Cela dit, être éjecté d'une planète par un impact d'astéroïde, traverser l’espace sur un fragment de roche et s'écraser sur une autre planète ne semble pas être un voyage auquel votre compagnie d’assurance vous recommanderait de participer. Est-ce qu'une bactérie - ou une forme de vie plus primitive - pourrait y survivre ?
Le premier problème est la pression subie par les roches éjectées par un impact d'astéroïde. Des « shock recovery experiments » (un terme sophistiqué pour « mettre des microbes dans une balle de pistolet, tirer et voir si les microbes sont toujours vivants ») ont montré que certaines bactéries peuvent survivre un impact suffisant pour éjecter une roche de Mars. Un autre problème est celui de la chaleur causée par la friction avec l'atmosphère des planètes d’origine et d’arrivée (frottez vos mains le plus vite possible ; vous réalisez rapidement que la friction crée de la chaleur). Mais les roches peuvent être éjectées de Mars sans être excessivement chauffées : on estime que des milliards de débris ont voyagé de Mars à la Terre sans être chauffés au-dessus de 100°C, et qu’une fraction d'entre eux ont voyagé pendant une période inférieure à la durée de vie d'une bactérie dormante. Et finalement, il y a le voyage dans l'espace qui implique des températures extrêmement basses, diverses radiations, du vide, et quelques autres conditions sous lesquelles vous n’installeriez pas votre chaise longue. Mais la résistance des bactéries à l’espace a été étudiée intensément dans les dernières décennies, dans des simulations sur Terre et dans des engins spatiaux, et il semble que certaines bactéries pourraient, enfouies dans des roches, survivre le voyage.

• [DONNÉES FOURNIES]
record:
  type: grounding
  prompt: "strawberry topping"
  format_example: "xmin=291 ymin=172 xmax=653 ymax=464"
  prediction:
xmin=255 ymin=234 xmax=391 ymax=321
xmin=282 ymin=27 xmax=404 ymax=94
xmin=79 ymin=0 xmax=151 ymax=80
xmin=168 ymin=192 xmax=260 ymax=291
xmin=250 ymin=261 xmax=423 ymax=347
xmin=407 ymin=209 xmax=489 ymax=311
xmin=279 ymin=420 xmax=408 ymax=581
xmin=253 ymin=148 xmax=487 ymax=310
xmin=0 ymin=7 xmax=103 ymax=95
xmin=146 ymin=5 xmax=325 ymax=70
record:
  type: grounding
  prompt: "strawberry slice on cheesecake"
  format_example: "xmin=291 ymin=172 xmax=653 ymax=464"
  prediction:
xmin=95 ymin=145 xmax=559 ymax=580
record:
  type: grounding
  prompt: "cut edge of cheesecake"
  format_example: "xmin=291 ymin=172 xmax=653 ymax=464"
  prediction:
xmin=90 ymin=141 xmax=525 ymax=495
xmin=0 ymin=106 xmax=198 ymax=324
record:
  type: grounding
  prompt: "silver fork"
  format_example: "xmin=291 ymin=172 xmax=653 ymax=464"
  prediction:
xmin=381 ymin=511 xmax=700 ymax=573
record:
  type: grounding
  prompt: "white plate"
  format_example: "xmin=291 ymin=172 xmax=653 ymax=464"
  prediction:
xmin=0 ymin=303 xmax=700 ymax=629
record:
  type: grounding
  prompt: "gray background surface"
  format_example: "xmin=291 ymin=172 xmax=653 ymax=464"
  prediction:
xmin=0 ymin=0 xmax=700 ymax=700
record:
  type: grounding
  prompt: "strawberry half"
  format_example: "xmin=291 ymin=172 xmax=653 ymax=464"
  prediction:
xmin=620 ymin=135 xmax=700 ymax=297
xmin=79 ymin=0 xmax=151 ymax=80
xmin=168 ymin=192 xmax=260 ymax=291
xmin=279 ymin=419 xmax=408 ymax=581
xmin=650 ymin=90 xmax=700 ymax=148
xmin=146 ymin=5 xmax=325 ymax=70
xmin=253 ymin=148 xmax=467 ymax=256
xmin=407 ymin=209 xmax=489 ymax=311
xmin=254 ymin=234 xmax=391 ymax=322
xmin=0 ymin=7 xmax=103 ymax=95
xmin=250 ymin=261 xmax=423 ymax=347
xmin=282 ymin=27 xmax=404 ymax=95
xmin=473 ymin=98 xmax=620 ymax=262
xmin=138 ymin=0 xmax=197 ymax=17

• [ACTIVITÉ]
Pour chaque affirmation, indiquez par oui ou par non si elle est conforme au texte d'étude, et citez les mots du texte qui permettent de trancher.
1. Certaines bactéries peuvent survivre à un impact assez fort pour éjecter une roche de Mars.
2. Les roches éjectées de Mars sont toujours chauffées au-dessus de 100 °C.
3. La résistance des bactéries à l'espace n'a été étudiée que dans des simulations sur Terre.

• [SOLUTION CI-DESSOUS]
1. Oui : « certaines bactéries peuvent survivre un impact suffisant pour éjecter une roche de Mars ».
2. Non : « des milliards de débris ont voyagé de Mars à la Terre sans être chauffés au-dessus de 100°C ».
3. Non : « dans des simulations sur Terre et dans des engins spatiaux ».